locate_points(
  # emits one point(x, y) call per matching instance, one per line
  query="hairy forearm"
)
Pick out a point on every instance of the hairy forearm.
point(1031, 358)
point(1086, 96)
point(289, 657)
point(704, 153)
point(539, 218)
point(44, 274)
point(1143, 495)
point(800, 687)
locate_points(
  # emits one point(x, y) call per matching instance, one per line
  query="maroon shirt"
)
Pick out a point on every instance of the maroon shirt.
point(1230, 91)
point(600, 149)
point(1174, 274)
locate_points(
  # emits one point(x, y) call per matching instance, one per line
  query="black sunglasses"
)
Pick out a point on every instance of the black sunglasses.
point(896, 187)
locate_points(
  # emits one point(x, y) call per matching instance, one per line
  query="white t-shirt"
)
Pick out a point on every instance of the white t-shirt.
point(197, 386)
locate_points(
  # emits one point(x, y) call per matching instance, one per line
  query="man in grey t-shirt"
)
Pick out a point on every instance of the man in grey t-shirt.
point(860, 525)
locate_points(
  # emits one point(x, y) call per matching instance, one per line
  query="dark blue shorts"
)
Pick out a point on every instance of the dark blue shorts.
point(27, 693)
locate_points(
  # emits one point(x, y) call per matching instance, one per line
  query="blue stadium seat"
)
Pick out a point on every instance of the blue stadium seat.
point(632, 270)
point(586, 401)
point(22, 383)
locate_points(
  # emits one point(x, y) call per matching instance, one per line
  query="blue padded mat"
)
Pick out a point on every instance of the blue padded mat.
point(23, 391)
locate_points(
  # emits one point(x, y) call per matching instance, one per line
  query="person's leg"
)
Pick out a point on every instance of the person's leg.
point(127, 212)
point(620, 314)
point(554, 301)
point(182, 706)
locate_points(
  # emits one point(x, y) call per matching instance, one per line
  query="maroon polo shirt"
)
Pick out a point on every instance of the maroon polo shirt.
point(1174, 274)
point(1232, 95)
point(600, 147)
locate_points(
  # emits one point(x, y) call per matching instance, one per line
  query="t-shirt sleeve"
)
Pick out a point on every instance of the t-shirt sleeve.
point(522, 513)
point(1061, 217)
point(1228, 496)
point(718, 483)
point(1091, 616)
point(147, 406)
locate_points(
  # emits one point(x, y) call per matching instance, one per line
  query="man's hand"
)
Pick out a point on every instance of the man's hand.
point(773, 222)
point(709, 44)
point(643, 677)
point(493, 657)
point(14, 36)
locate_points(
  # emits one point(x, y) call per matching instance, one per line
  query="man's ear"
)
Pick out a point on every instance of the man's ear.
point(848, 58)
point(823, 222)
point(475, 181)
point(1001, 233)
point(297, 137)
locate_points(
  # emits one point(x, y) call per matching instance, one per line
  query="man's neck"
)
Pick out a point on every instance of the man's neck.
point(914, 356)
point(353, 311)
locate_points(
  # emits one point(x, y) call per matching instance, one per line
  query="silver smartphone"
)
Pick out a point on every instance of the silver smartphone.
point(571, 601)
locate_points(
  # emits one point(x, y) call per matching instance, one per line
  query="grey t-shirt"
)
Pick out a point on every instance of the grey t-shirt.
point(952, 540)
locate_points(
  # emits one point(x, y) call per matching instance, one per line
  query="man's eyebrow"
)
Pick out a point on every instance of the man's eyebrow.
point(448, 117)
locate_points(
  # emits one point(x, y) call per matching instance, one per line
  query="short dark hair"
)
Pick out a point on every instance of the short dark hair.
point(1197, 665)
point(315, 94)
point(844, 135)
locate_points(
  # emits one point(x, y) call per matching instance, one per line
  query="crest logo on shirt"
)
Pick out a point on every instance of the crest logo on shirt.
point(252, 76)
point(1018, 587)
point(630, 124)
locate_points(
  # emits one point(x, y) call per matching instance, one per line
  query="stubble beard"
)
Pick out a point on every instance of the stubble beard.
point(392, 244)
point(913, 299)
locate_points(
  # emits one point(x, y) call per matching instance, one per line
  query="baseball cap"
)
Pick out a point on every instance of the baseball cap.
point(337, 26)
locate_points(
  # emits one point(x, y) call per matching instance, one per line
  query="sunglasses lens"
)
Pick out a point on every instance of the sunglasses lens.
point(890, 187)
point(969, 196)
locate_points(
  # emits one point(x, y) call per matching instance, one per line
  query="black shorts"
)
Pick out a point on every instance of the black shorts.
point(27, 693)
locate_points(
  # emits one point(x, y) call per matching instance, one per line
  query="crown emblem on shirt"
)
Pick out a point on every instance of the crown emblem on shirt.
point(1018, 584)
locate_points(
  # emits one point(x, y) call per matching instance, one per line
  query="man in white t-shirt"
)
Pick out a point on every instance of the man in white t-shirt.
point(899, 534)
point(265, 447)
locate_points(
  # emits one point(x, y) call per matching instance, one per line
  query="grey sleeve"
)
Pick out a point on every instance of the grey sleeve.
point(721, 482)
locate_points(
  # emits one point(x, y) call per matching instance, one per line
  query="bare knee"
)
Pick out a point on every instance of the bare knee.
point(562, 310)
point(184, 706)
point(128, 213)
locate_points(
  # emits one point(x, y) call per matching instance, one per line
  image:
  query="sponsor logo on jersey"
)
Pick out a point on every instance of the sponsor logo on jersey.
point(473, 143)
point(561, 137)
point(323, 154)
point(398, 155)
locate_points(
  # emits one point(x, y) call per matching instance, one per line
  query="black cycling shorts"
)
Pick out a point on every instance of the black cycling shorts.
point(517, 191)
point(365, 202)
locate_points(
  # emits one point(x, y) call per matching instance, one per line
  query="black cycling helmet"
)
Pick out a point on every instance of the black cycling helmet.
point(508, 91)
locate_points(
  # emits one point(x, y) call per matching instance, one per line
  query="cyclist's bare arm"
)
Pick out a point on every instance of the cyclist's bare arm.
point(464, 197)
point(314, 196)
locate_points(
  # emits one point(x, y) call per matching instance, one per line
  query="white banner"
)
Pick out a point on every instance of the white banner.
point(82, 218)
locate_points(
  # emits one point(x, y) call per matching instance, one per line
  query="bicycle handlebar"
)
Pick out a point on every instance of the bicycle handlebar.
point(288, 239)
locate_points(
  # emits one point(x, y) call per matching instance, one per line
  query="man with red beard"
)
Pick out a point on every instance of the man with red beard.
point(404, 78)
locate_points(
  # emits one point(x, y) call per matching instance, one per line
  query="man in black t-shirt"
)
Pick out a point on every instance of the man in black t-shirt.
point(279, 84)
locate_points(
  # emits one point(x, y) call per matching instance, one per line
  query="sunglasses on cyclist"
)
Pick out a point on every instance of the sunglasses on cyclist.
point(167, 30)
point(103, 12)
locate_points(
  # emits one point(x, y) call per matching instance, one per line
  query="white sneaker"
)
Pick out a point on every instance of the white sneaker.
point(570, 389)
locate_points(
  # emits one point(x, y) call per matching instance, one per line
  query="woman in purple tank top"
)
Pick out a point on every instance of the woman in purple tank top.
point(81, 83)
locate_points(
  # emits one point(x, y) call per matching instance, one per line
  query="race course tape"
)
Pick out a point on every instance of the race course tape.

_WHAT YOU ARE ASKED TO DO_.
In the entries above, find every line with the word "race" and list it.

_EXERCISE OUTPUT_.
  query="race course tape"
Pick out a point on every instance of the race course tape.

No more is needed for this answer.